■ **Given data**
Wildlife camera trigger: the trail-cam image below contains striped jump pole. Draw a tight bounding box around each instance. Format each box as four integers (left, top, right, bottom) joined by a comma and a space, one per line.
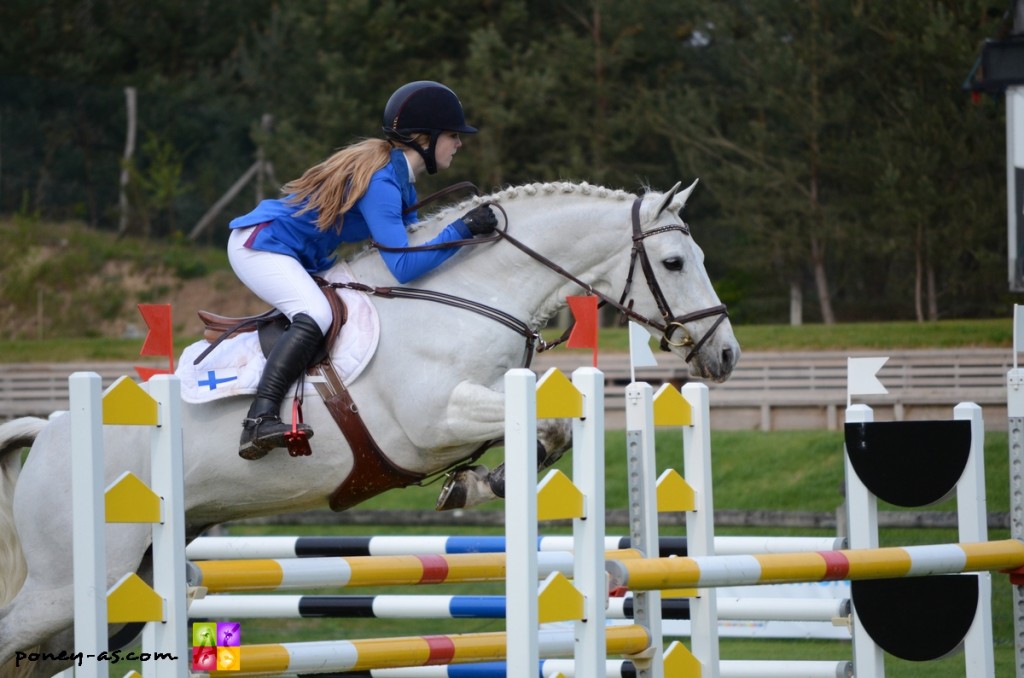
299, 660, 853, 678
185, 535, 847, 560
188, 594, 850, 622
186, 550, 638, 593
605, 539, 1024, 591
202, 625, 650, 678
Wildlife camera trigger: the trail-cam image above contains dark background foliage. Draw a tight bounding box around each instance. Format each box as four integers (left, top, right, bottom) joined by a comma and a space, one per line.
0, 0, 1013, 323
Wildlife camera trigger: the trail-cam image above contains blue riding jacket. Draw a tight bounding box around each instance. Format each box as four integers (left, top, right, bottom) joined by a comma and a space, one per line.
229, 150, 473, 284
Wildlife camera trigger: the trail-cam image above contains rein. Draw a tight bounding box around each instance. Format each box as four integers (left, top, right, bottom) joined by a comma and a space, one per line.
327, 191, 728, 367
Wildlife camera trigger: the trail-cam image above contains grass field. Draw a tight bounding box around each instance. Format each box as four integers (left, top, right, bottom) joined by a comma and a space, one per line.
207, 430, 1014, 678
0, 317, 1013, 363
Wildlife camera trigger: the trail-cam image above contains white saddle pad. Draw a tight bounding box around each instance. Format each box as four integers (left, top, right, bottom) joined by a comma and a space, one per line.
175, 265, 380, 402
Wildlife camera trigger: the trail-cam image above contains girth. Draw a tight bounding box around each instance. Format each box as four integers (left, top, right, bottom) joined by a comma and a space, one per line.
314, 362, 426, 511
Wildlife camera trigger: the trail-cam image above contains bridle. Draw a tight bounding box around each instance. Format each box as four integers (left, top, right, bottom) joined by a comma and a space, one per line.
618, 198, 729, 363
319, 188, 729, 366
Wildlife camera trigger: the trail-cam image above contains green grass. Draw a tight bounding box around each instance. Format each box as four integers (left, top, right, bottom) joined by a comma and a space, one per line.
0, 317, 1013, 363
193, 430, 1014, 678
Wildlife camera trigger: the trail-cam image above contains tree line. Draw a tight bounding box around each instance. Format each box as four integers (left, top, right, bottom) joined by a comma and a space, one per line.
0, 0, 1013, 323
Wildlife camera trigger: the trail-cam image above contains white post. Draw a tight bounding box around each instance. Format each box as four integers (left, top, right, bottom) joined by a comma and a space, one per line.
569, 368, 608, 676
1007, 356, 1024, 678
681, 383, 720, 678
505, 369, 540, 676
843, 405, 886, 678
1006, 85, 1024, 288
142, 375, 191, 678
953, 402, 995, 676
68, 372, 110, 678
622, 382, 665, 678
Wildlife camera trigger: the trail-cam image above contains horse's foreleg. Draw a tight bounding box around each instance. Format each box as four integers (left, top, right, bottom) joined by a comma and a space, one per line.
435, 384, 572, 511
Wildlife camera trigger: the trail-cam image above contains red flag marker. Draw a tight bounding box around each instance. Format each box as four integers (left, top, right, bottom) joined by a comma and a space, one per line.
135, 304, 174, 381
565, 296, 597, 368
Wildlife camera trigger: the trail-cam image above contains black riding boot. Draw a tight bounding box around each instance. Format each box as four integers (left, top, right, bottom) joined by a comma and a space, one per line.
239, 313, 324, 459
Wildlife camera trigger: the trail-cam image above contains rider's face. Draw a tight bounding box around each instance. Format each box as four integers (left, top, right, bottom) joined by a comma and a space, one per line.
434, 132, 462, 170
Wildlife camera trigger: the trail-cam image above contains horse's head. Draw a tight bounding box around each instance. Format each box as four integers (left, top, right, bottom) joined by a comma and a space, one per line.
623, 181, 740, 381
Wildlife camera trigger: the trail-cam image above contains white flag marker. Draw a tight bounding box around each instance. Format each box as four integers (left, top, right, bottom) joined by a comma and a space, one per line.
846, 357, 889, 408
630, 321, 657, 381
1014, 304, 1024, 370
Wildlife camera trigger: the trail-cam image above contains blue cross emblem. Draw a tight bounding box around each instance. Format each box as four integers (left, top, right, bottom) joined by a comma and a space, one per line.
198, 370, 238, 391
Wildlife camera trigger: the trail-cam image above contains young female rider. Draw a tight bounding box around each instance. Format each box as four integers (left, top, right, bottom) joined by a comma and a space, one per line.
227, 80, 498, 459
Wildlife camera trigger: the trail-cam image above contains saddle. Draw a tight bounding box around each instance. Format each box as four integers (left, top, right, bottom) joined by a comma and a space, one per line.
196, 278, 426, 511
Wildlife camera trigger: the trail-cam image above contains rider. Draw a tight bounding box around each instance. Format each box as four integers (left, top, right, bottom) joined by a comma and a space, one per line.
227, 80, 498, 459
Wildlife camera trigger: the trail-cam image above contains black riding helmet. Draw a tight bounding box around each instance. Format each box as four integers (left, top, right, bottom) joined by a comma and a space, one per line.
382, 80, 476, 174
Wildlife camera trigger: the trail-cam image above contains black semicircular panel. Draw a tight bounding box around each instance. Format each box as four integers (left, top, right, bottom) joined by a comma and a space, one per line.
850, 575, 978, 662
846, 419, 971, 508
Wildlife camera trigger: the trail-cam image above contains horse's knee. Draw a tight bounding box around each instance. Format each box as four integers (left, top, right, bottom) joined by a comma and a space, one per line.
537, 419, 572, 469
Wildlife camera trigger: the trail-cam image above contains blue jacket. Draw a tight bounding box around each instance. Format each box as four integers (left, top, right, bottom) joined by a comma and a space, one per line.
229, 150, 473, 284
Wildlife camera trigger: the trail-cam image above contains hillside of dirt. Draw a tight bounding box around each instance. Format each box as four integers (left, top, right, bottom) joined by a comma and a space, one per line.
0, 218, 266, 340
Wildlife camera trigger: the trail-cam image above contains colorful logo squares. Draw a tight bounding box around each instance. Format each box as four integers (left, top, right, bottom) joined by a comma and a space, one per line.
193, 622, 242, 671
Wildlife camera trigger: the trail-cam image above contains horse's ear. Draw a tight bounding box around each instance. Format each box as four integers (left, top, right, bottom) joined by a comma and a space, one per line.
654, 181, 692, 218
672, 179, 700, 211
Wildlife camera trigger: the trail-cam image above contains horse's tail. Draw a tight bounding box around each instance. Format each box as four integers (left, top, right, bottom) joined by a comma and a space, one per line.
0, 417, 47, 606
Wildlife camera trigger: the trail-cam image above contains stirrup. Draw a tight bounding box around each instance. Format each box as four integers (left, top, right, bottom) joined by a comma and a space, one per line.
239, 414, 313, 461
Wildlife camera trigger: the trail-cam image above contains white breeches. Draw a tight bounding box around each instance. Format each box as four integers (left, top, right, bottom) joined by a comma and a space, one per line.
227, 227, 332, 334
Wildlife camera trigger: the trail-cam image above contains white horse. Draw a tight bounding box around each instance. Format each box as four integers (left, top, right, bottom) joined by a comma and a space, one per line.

■ **Problem**
Rewrite all the lines above, changing every "trail-cam image" to "field camera shot" and leaving everything else as it is. Leave the pictures out of your answer.

■ **Solution**
Wildlife camera trigger: the field camera shot below contains striped jump pole. Draw a tight bounding box around each instance. Format each box as four integers (left, top, right, bottom) joined by a comma and a space, one per line.
299, 660, 853, 678
185, 535, 847, 560
188, 594, 850, 622
186, 550, 638, 593
605, 539, 1024, 591
202, 625, 650, 678
Wildlife camera trigger: the field camera shot above contains dark background foliage. Draw a tight bounding box around each instance. Format each box as four integers (left, top, right, bottom) joined by a comma and a space, one per line.
0, 0, 1013, 323
Wildlife camera trigger: the field camera shot above contains blue riding jacket. Draw a tight bounding box around each instance. Format each box as four integers (left, top, right, bottom) joined by a comma and a space, one per line.
229, 150, 473, 284
Wildlife camera trigger: the field camera shot above contains rein. Draw a tight bounding box around each instance. Format each box as four integers (left, top, right, bottom) joined by a comma and a space, one per line.
327, 191, 728, 367
Wildlife camera trigger: the field camera shot above contains grass field. Draw a tight bounding box around each instance. Format each box as four integers (left, top, right, bottom) joined by a comma and a space, one per line.
207, 430, 1014, 678
0, 317, 1013, 363
Wildlife camera trigger: the field camera shot above contains white saddle pad. Draw a tight bounding box around each instance. Format each box as four integers (left, top, right, bottom) joined by a comma and a space, one per line.
175, 265, 380, 402
Wildlife camera trigger: the field camera shot above contains girth. Draw a tight bounding box around each instance. Format each box as four integers (left, top, right, bottom) joined by a comma and a space, one per line.
314, 362, 426, 511
Wildlife camera trigger: the field camera shot above contains bridle. Draw a tight bounding box around each instance. Format each box as four integers (left, top, right, bottom) joined by a comma and a space, one per line.
618, 198, 729, 363
319, 188, 729, 366
Wildlife camera trigger: the field camera shot above contains green grass. Draw a tight bounding box around each instance. Format each box as four integers (left, top, right, bottom) joined by a comma and a space, one per line.
0, 317, 1013, 363
193, 430, 1014, 678
Wildlife camera trigger: the field camera shot above contains tree line. Draw a tight bounding box around each instance. Format each box as four integers (left, top, right, bottom) joined by a comma and a space, one per line.
0, 0, 1013, 323
Wildlife camera trigger: the field camera shot above contains white post. Draw a tight bounding box around each instance. Format each box as four integers (left, top, right, bottom) joined by a comma and a space, one per line.
569, 368, 608, 676
1007, 356, 1024, 678
681, 383, 720, 678
505, 369, 540, 676
843, 405, 886, 678
1006, 85, 1024, 288
142, 375, 191, 678
953, 402, 995, 676
68, 372, 110, 678
622, 382, 665, 678
Wildlife camera trigger: the field camera shot above contains horse's foreleg. Draw a tight bounding box around each instance. Format each box as four integers (left, top, right, bottom) joined by a comma and a space, one per line.
435, 384, 572, 511
Wildlife camera trigger: the field camera shot above contains red flag marker. Draw a tight bounding box around each instance. Format each box as four integers (left, top, right, bottom) joined by a comma and a space, one per line.
135, 304, 174, 381
565, 296, 597, 368
Wildlife camera trigger: the field camera shot above contains black riding boot. Draw a tight bounding box around each instance. Format each box as four integers (left, top, right, bottom) joined by a comma and a space, one per line.
239, 313, 324, 459
Wildlife camera trigger: the field camera shot above contains rider's face. Draw a tight bounding box around each instance. Format each box as four integers (left, top, right, bottom) joined by a comma and a space, one per line.
434, 132, 462, 170
Wildlife camera trigger: the field camera shot above contains horse's head. Draw a tight bounding box around each instance. Format each box as four integers (left, top, right, bottom) joined by a comma and a space, one per line.
623, 181, 740, 381
Wildlife camera trigger: the field camera shot above contains white flag marker. Draw a tight bounding box around each instance. Format each box as four integers (left, top, right, bottom) joined by a comma and a space, one per line.
846, 357, 889, 408
630, 321, 657, 381
1014, 304, 1024, 370
Wildlife camera trigger: the field camera shot above contains blue cross emblem. Draw a tight bounding box around each instance. Format each box as four integers (left, top, right, bottom) joined by a comma and a space, one per line.
198, 370, 238, 391
Wildlife camera trigger: the field camera shot above contains young female rider. Draw a tight bounding box around each instance. Format each box as four integers (left, top, right, bottom) joined by a comma and a space, one per line.
227, 80, 498, 459
Wildlife camera trigger: the field camera shot above contains saddle. Draw a tight bounding box around each instance. Format each box as four integers (left, top, right, bottom) joined by a comma and a space, one per line.
196, 278, 426, 511
Wildlife camera trigger: the field camera shot above contains rider. Draw a tight bounding box around each instance. Format each box as four integers (left, top, right, bottom) joined by a comma and a space, one per line.
227, 80, 498, 459
Wildlife camera trigger: the field camera shot above contains black riding helmet. Draw a tight bounding box around each instance. Format each box as four integers (left, top, right, bottom) joined by a comma and a space, one per line.
382, 80, 476, 174
Wildlife camera trigger: the field camera shot above contains black semicircular panel. Draw a tight bounding box around each instance. Format each box as four integers (left, top, right, bottom) joined by a comma and a space, one per line.
850, 575, 978, 662
846, 419, 971, 508
Wildlife camera trigger: the field camera shot above contains horse's knee. Draw a tight bounding box around each instance. Format each box as four integers (left, top, right, bottom) joined by a comma and a space, one per line.
537, 419, 572, 469
Wildlife camera trigger: the field camera shot above contains blue jacket. Draw a tight bounding box around each instance. Format each box as four integers (left, top, right, bottom) joined by a comma and a space, one per line.
229, 150, 473, 284
Wildlife camera trigger: the field camera shot above contains hillside of dirt. Draw a tight bounding box around each instance. Format each box as four integers (left, top, right, bottom) joined by a comma and a space, one per line.
0, 218, 266, 340
Wildlife camera trigger: the field camera shot above contains colorful logo squares. Draw a tight bounding box around each instance. Format each box as four integers (left, top, right, bottom) joined by a comma and a space, one per line.
193, 622, 242, 671
Wildlife camera trigger: the field camera shot above contains horse's ear. Draw a tight bounding box around each instance. Format each box as four integers (left, top, right, bottom) joined by a comma and a space, one per line.
654, 181, 692, 218
672, 179, 700, 211
Wildlife camera trigger: the field camera shot above contains horse's tail. Draw a tight bounding box around each instance. Format each box as four integers (left, top, right, bottom) joined by a comma and a space, one per line.
0, 417, 47, 606
Wildlife camera trigger: the field camera shot above contains stirrup. Draw a tight bounding box around each instance. Format each box as four integers (left, top, right, bottom) joined by a comma and a space, one per line.
239, 414, 313, 461
Wildlife camera trigger: the field camera shot above contains white breeches. Draw a tight bounding box around each instance. Format each box as four integers (left, top, right, bottom) joined by a comma and a space, one per line.
227, 227, 332, 334
Wildlife camera trigger: the field camera shot above contains white horse. Draw a tight bounding box around each instance. Format each box as four integers (left, top, right, bottom) joined by a comma and a space, one per line.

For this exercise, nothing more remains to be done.